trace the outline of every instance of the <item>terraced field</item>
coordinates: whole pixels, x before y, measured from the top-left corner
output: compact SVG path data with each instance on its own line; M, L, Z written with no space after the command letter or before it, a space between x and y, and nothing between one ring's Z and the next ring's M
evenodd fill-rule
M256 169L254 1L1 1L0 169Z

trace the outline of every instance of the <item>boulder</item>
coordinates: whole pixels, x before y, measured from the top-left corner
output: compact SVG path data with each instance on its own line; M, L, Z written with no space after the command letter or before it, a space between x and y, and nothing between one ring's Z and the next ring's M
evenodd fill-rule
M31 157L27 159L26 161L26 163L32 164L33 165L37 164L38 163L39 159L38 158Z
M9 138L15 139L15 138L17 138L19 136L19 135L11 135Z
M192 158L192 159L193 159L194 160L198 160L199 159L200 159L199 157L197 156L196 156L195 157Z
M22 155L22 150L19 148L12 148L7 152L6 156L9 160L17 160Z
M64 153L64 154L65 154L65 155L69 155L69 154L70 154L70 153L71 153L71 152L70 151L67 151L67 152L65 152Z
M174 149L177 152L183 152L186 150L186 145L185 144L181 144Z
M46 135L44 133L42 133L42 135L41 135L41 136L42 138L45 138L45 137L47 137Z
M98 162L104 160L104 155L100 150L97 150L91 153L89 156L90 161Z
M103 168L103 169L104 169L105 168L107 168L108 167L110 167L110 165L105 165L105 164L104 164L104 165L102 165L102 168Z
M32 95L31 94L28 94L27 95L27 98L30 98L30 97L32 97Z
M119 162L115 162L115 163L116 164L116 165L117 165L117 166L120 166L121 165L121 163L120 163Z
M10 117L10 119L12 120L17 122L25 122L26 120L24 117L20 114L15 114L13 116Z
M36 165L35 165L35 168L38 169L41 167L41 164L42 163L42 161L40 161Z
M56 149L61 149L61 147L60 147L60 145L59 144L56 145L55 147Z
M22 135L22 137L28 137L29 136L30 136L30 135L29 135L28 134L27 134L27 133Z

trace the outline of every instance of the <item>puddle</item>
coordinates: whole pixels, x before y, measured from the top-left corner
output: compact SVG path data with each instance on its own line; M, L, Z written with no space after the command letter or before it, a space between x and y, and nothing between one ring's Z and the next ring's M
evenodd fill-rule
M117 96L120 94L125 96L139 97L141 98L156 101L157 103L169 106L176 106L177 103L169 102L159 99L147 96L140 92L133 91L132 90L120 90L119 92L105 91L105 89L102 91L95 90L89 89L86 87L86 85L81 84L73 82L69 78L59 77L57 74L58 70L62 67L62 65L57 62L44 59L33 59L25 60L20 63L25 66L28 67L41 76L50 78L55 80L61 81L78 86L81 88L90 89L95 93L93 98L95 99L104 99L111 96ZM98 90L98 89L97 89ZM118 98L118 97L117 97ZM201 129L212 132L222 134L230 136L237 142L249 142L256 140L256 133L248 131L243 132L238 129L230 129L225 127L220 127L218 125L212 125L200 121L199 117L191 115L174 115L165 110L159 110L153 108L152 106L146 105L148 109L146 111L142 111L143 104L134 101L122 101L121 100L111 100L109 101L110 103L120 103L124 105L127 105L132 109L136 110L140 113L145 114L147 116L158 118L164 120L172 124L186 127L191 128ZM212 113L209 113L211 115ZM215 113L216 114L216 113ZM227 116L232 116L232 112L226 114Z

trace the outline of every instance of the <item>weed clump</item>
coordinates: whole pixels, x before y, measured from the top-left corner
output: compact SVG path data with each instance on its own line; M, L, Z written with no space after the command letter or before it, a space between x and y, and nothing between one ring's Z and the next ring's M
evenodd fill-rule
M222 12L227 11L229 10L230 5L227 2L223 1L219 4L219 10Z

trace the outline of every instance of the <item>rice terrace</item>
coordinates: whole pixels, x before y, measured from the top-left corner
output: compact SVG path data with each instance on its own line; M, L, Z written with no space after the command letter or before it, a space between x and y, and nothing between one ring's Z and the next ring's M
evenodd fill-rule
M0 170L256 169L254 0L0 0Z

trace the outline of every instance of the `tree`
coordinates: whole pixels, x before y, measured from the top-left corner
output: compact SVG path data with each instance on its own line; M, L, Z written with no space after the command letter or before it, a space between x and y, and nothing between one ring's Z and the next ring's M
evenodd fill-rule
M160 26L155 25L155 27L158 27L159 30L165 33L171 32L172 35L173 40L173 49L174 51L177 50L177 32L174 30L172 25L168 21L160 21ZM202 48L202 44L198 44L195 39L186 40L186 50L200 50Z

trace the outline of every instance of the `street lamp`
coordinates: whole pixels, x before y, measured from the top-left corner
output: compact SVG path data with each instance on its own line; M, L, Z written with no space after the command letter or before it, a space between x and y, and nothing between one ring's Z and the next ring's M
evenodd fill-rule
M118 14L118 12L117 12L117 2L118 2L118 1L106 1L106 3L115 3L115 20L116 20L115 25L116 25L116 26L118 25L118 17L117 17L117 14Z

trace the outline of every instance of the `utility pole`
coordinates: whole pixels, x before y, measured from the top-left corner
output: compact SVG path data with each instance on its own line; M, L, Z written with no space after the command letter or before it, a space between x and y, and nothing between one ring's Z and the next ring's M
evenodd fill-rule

+++++

**WRITTEN TASK:** Reproduce verbatim the lines of the entries beginning at the line containing "trace the outline of every instance of the <item>rice" and continuing through the final line of the entries, both ends included.

**OUTPUT BELOW:**
trace the outline of every instance of the <item>rice terrace</item>
coordinates: whole pixels, x before y, measured from the top-left corner
output: compact SVG path data with each instance on its own line; M, L, Z written with no space after the command letter or before it, a space between x and y, and nothing between one ring's Z and the next ring's M
evenodd fill-rule
M0 170L256 169L254 0L0 0Z

trace the outline of every instance of the `tree`
coordinates: whole pixels, x before y, measured from the top-left corner
output: compact SVG path data with each instance on its own line; M, L, Z written with no space after the command letter or before it, a space between x and y, and nothing between one ring's Z and the next ring's M
evenodd fill-rule
M160 26L155 25L155 27L158 27L159 30L165 33L171 32L172 35L173 40L173 49L174 51L177 50L177 32L174 30L172 25L168 21L160 21ZM202 48L202 44L198 44L195 39L186 40L186 50L200 50Z

trace the outline of every instance of the `street lamp`
coordinates: whole pixels, x before y, measured from the top-left corner
output: compact SVG path data with each instance on its own line; M, L, Z written with no space after the command letter or before it, a space between x and y, and nothing between one ring's Z and the next ring's M
evenodd fill-rule
M118 14L118 12L117 12L117 2L118 2L118 1L106 1L106 3L115 3L115 20L116 20L115 25L116 25L116 26L118 25L118 17L117 17L117 14Z

trace the outline of every instance of the `utility pole`
coordinates: whole pixels, x before y, measured from the top-left corner
output: compact SVG path data with each instance on its own line; M, L, Z written with no space after the command letter or before it, a space between x and y, and nothing between one ring's Z and the next ring's M
evenodd fill-rule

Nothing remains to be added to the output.